== Textabschnitt ==
= = = =
Avicularia recifiensis STRUCHEN, BRÄNDLE, 1996

Ronny STRUCHEN & Daniel BRÄNDLE

Eine neue Avicularia-Art aus Pernambuco, Brasilien
Avicularia recifiensis sp. n.
(Araneida: Theraphosidae: Aviculariinae)

Abstract:

A news species of the genus Avicularia is described, from near the town Recife (Pernambuco) in the North-East of Brasil. Males don't have tibia-apophyses, as Avicularia minatrix and Avicularia versicolor, two other species of the genus Avicularia. The spermathecae is similar to Avicularia versicolor.

Key words:

Theraphosidae, Avicularia, Brasil, Recife.

Einleitung:

1993 gelangte eine bisher unbekannte Avicularia-Art erstmals in die Schweiz. Ronny STRUCHEN erwarb ein adultes Zuchtpaar. Beide Tiere sind zwischenzeitlich verstorben und wurden in Isopropylalkohol konserviert. Gesammelt wurden sie nahe der Stadt Recife im Staate Pernambuco (im Nordosten Brasiliens) von dem Hobbyarachnologen Martin WEBER. Aus der Gegend waren bisher nur Avicularia hirsuta (POCOCK, 1901) und Avicularia pulchra (MELLO-LEITAO, 1933) bekannt. Ob dem etwas ungewöhnlichen Körperbau und dem flachen Abdomen erstaunt, wurden sie zunächst nicht als Avicularia erkannt. Erst nachdem uns Herr Dr. Günter SCHMIDT am 18. März 1995 das Spermathek-Präparat übergeben hatte, konnten wir die Art aufgrund der unverwechselbaren Spermathek-Form und mit seiner Hilfe richtig einordnen.

Material:

1 adultes Weibchen (Holotyp) und 1 adultes Männchen (Paratyp) in Isopropylalkohol konserviert, leg. Martin WEBER, 1993, Recife (Brasilien). Das Material wird dem Senckenbergmuseum, Frankfurt/Main, zur Verfügung gestellt.
= = = =
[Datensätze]
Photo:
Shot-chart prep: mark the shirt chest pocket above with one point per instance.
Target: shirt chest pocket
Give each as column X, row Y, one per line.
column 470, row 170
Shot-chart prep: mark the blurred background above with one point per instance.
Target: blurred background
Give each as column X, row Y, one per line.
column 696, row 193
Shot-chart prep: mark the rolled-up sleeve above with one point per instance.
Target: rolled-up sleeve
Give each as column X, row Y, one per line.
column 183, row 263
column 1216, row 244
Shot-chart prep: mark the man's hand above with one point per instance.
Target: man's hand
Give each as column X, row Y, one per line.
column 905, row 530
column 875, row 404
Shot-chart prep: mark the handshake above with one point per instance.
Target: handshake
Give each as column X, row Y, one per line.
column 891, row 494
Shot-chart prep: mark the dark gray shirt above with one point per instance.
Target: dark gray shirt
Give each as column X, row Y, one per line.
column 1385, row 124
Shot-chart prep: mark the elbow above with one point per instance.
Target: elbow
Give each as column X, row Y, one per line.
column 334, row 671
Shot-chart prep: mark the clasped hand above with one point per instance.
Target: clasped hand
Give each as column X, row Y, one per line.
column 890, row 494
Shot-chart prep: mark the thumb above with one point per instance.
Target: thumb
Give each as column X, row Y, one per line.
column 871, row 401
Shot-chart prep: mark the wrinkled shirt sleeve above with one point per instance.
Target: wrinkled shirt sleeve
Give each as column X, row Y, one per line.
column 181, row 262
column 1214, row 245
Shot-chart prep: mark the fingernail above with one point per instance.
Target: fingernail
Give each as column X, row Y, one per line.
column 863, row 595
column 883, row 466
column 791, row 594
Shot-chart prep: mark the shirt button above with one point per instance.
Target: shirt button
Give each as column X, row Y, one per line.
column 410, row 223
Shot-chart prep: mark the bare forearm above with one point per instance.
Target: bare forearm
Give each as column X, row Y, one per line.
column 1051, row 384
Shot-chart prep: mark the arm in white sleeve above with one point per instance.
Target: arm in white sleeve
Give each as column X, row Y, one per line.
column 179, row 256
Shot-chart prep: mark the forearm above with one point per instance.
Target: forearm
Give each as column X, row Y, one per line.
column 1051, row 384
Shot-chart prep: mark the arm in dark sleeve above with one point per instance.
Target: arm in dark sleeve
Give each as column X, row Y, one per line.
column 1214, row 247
= = = =
== Arbeitsauftrag 1 ==
Beantworten Sie anhand der Artbeschreibung diese Fragen:
(a) Von wem wurden die beiden Tiere gesammelt?
(b) An welchem Datum übergab Dr. Günter SCHMIDT das Spermathek-Präparat?
(c) Welchem Museum wird das Material zur Verfügung gestellt?
== Arbeitsauftrag 2 ==
Zitieren Sie bitte aus der Artbeschreibung den Abschnitt zwischen „A news species“ und „Avicularia, Brasil, Recife.“, beide eingeschlossen.

== Antwortteil 1 ==
(a) Von dem Hobbyarachnologen Martin WEBER.
(b) Am 18. März 1995.
(c) Dem Senckenbergmuseum in Frankfurt/Main.

== Antwortteil 2 ==
A news species of the genus Avicularia is described, from near the town Recife (Pernambuco) in the North-East of Brasil. Males don't have tibia-apophyses, as Avicularia minatrix and Avicularia versicolor, two other species of the genus Avicularia. The spermathecae is similar to Avicularia versicolor.

Key words:

Theraphosidae, Avicularia, Brasil, Recife.